### EXERCISE INSTRUCTIONS
Report every line of the entries below that contains the word "instance".

### DATA ROWS
※ ※ ※
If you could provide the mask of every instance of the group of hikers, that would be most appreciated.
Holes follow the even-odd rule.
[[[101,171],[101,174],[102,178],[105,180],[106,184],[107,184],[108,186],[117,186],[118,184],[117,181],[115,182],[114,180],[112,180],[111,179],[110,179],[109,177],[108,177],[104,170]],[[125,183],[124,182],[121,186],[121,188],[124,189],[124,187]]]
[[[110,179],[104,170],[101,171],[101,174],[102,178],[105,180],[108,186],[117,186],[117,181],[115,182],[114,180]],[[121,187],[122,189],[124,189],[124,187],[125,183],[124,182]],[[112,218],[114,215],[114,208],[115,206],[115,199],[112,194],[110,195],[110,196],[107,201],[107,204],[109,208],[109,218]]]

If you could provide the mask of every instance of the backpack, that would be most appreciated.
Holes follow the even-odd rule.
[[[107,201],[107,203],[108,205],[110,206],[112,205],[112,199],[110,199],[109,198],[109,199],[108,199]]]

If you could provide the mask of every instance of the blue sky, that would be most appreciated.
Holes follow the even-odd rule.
※ ※ ※
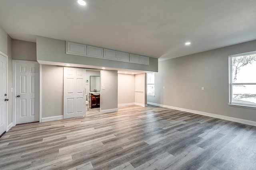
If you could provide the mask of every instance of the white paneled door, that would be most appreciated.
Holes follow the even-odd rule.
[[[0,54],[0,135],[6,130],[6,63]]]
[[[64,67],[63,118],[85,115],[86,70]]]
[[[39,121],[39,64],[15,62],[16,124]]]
※ ※ ※
### EXERCISE ANSWER
If you could provide the mask of every instance of the group of hikers, that would be most appreciated.
If you could provide the mask of every instance of the backpack, that would be most appreciated.
If you could provide the mask of every instance of the blue sky, that would be most appreciated.
If you could provide the mask of every instance of the white paneled door, that would be most appreciated.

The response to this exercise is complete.